INPUT MATERIAL START

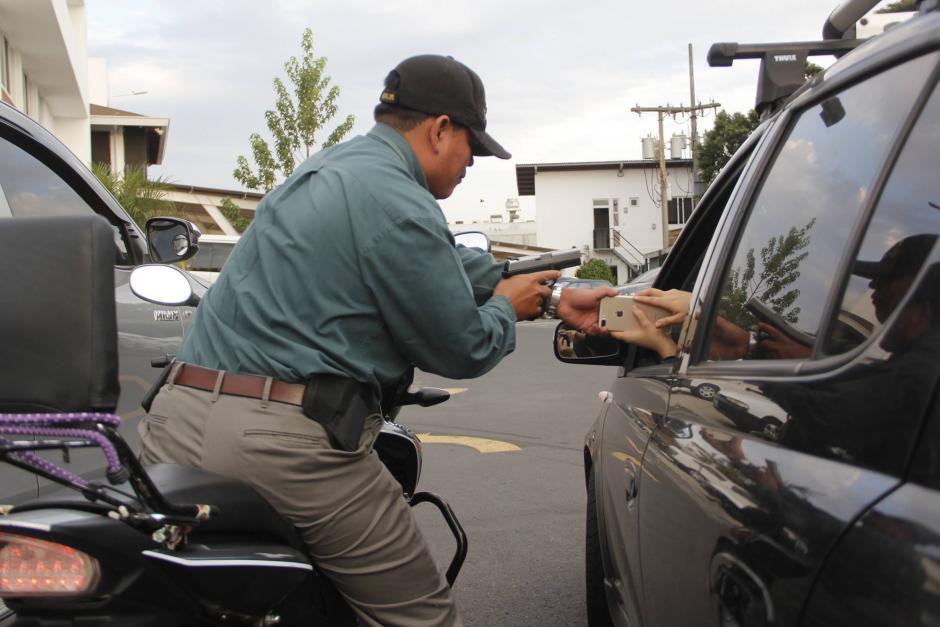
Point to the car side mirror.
(170, 240)
(473, 239)
(576, 347)
(162, 285)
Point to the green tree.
(233, 214)
(719, 143)
(899, 7)
(295, 121)
(780, 261)
(141, 197)
(595, 268)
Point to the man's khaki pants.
(346, 505)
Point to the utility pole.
(694, 116)
(673, 111)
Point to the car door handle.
(742, 595)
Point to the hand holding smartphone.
(616, 313)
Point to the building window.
(5, 65)
(679, 210)
(26, 108)
(602, 223)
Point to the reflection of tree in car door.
(780, 260)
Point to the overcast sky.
(560, 77)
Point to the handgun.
(552, 260)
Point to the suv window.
(899, 239)
(31, 188)
(781, 273)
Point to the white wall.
(564, 202)
(48, 43)
(565, 208)
(98, 81)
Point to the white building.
(44, 66)
(609, 209)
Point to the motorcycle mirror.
(576, 347)
(172, 239)
(473, 239)
(162, 285)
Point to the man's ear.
(438, 129)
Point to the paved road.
(523, 510)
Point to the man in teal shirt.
(348, 277)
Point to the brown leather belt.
(248, 385)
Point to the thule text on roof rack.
(782, 64)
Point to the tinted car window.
(899, 238)
(798, 228)
(870, 413)
(32, 189)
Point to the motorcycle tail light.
(36, 568)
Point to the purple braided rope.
(49, 425)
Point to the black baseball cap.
(904, 258)
(439, 85)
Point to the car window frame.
(694, 361)
(76, 180)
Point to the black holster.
(341, 406)
(147, 400)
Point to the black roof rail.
(782, 64)
(843, 17)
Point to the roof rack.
(783, 64)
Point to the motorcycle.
(143, 546)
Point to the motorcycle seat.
(241, 510)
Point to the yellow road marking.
(481, 444)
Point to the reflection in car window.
(870, 413)
(32, 189)
(774, 292)
(899, 238)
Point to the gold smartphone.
(617, 313)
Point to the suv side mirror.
(162, 285)
(576, 347)
(172, 239)
(473, 239)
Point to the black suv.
(784, 469)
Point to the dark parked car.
(784, 468)
(41, 177)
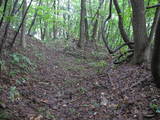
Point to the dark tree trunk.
(83, 36)
(155, 64)
(3, 14)
(23, 19)
(139, 31)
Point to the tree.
(139, 30)
(23, 42)
(83, 36)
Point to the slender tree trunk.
(120, 24)
(4, 12)
(139, 30)
(155, 21)
(23, 42)
(82, 39)
(34, 18)
(23, 19)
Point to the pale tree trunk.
(82, 38)
(139, 30)
(23, 41)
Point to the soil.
(60, 86)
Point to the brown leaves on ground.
(64, 87)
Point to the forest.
(79, 59)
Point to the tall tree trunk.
(155, 21)
(82, 38)
(23, 19)
(139, 30)
(23, 42)
(120, 24)
(155, 64)
(34, 18)
(3, 13)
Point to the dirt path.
(68, 88)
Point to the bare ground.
(63, 87)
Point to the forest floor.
(59, 85)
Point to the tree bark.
(139, 31)
(23, 42)
(82, 39)
(120, 24)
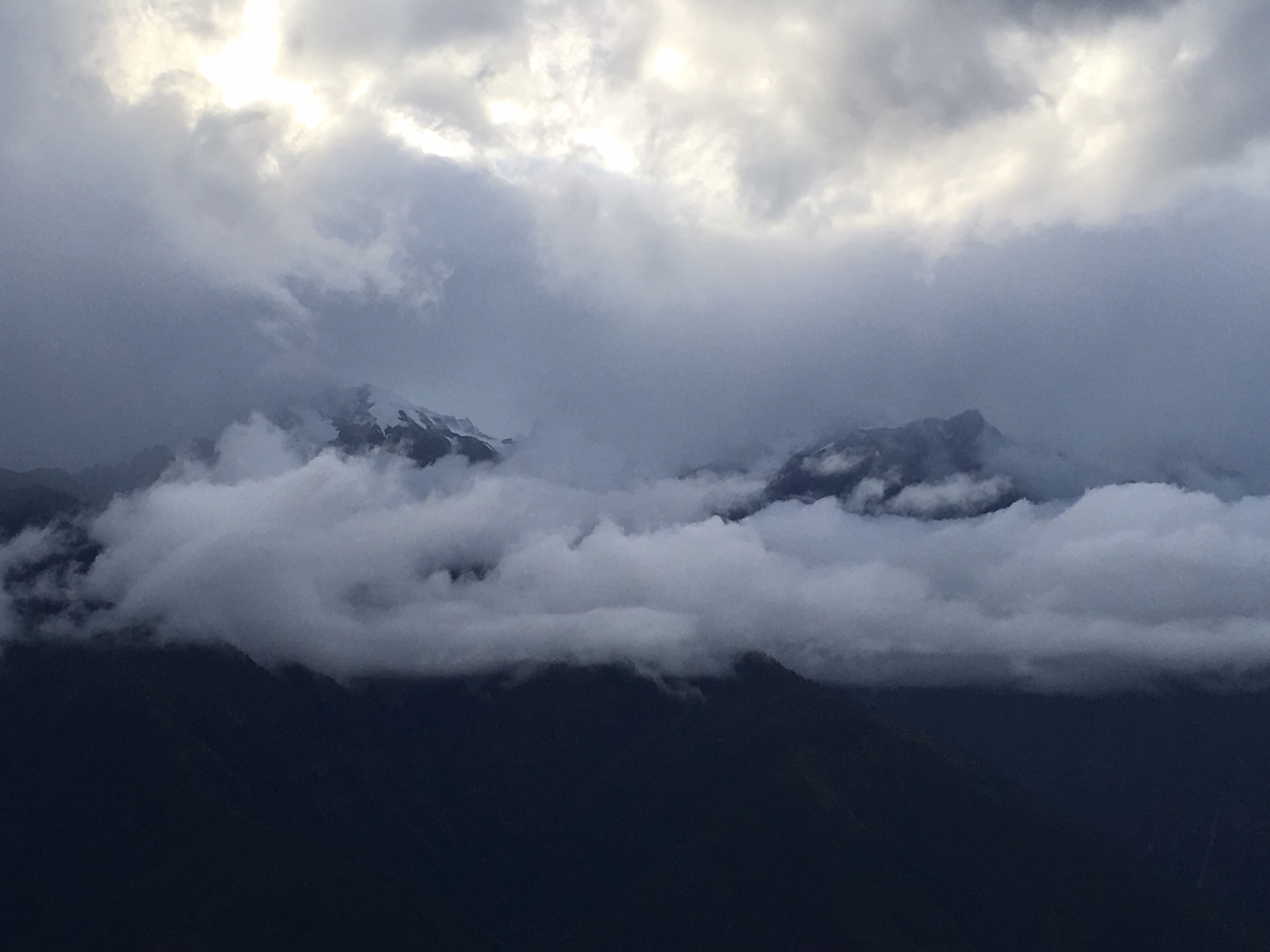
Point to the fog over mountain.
(646, 240)
(332, 541)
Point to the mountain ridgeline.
(187, 799)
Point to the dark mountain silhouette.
(190, 800)
(1179, 775)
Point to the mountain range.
(187, 799)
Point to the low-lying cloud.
(362, 564)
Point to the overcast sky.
(686, 223)
(648, 235)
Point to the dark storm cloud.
(656, 235)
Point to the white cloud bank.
(357, 565)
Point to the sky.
(646, 237)
(689, 226)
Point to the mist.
(364, 564)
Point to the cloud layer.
(361, 564)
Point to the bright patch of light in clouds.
(244, 69)
(910, 120)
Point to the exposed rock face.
(365, 418)
(929, 469)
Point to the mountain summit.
(359, 419)
(929, 469)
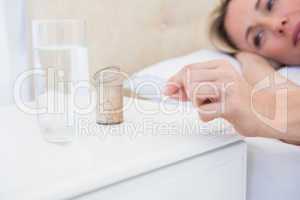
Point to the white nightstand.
(128, 164)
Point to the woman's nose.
(279, 26)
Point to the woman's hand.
(217, 90)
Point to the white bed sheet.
(273, 166)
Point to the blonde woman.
(269, 30)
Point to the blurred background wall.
(133, 33)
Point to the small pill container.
(109, 86)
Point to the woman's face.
(270, 28)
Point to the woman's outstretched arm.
(251, 105)
(256, 70)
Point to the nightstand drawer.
(215, 175)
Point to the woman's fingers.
(180, 95)
(211, 111)
(204, 90)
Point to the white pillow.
(150, 82)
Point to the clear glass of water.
(60, 57)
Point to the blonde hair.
(217, 31)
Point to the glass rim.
(114, 69)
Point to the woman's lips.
(296, 36)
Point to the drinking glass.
(60, 54)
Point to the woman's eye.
(257, 39)
(270, 5)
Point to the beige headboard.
(133, 33)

INPUT MATERIAL END

• [TASK TO CARRY OUT]:
Copy out the entries verbatim and leave the images out.

• [PROBLEM SOLUTION]:
Point to the car side mirror.
(170, 240)
(473, 239)
(576, 347)
(162, 285)
Point to the green tree.
(233, 214)
(719, 143)
(899, 7)
(295, 121)
(780, 261)
(141, 197)
(595, 268)
Point to the man's khaki pants.
(346, 505)
Point to the utility pole.
(694, 116)
(673, 111)
Point to the car door handle.
(742, 595)
Point to the hand holding smartphone.
(616, 313)
Point to the building window.
(5, 65)
(679, 210)
(26, 108)
(602, 223)
Point to the reflection of tree in car door.
(780, 260)
Point to the overcast sky.
(560, 77)
Point to the handgun.
(552, 260)
Point to the suv window.
(899, 239)
(31, 188)
(781, 273)
Point to the white wall.
(564, 202)
(48, 43)
(565, 208)
(98, 81)
Point to the white building.
(44, 66)
(609, 209)
Point to the motorcycle mirror.
(576, 347)
(172, 239)
(473, 239)
(162, 285)
Point to the man's ear.
(438, 129)
Point to the paved road.
(523, 510)
Point to the man in teal shirt.
(348, 277)
Point to the brown leather belt.
(248, 385)
Point to the thule text on roof rack.
(782, 64)
Point to the tinted car window.
(899, 238)
(798, 228)
(870, 413)
(32, 189)
Point to the motorcycle tail light.
(36, 568)
Point to the purple braided rope.
(49, 425)
Point to the black baseball cap.
(904, 258)
(439, 85)
Point to the car window frame.
(694, 361)
(76, 180)
Point to the black holster.
(341, 406)
(147, 400)
Point to the black roof rail.
(782, 64)
(843, 17)
Point to the roof rack.
(783, 64)
Point to the motorcycle.
(143, 546)
Point to the motorcycle seat.
(241, 510)
Point to the yellow road marking.
(481, 444)
Point to the reflection in car window.
(870, 413)
(32, 189)
(774, 292)
(899, 238)
Point to the gold smartphone.
(617, 313)
Point to the suv side mirror.
(162, 285)
(576, 347)
(172, 239)
(473, 239)
Point to the black suv.
(784, 469)
Point to the dark parked car.
(784, 468)
(41, 177)
Point to the dark tree trunk.
(83, 36)
(155, 64)
(3, 14)
(23, 19)
(139, 31)
Point to the tree.
(139, 30)
(23, 42)
(83, 36)
Point to the slender tree trunk.
(120, 24)
(4, 12)
(139, 30)
(155, 21)
(23, 42)
(82, 39)
(34, 18)
(23, 19)
Point to the pale tree trunk.
(82, 38)
(139, 30)
(23, 41)
Point to the soil.
(60, 86)
Point to the brown leaves on ground.
(64, 87)
Point to the forest.
(79, 59)
Point to the tall tree trunk.
(155, 21)
(82, 38)
(23, 19)
(139, 30)
(23, 42)
(120, 24)
(155, 64)
(34, 18)
(3, 13)
Point to the dirt path.
(68, 88)
Point to the bare ground.
(63, 87)
Point to the forest floor.
(59, 85)
Point to the tree bark.
(139, 31)
(23, 42)
(82, 39)
(120, 24)
Point to the fog over mountain.
(646, 240)
(332, 541)
Point to the mountain ridgeline.
(187, 799)
Point to the dark mountain silhouette.
(190, 800)
(1179, 775)
Point to the mountain range.
(187, 799)
Point to the low-lying cloud.
(362, 564)
Point to the overcast sky.
(686, 223)
(648, 235)
Point to the dark storm cloud.
(656, 235)
Point to the white cloud bank.
(357, 565)
Point to the sky.
(646, 237)
(689, 226)
Point to the mist.
(364, 564)
Point to the cloud layer.
(361, 564)
Point to the bright patch of light in clouds.
(244, 69)
(910, 120)
Point to the exposed rock face.
(365, 418)
(929, 469)
Point to the mountain summit.
(359, 419)
(929, 469)
Point to the white nightstand.
(128, 164)
Point to the woman's nose.
(279, 26)
Point to the woman's hand.
(217, 90)
Point to the white bed sheet.
(273, 166)
Point to the blonde woman.
(269, 30)
Point to the blurred background wall.
(133, 33)
Point to the small pill container.
(109, 86)
Point to the woman's face.
(270, 28)
Point to the woman's outstretched arm.
(251, 105)
(256, 70)
Point to the nightstand drawer.
(215, 175)
Point to the woman's fingers.
(180, 95)
(211, 111)
(204, 90)
Point to the white pillow.
(150, 82)
Point to the clear glass of water.
(60, 57)
Point to the blonde hair.
(217, 31)
Point to the glass rim.
(114, 69)
Point to the woman's lips.
(296, 36)
Point to the drinking glass.
(60, 54)
Point to the woman's eye.
(257, 39)
(270, 5)
Point to the beige headboard.
(133, 33)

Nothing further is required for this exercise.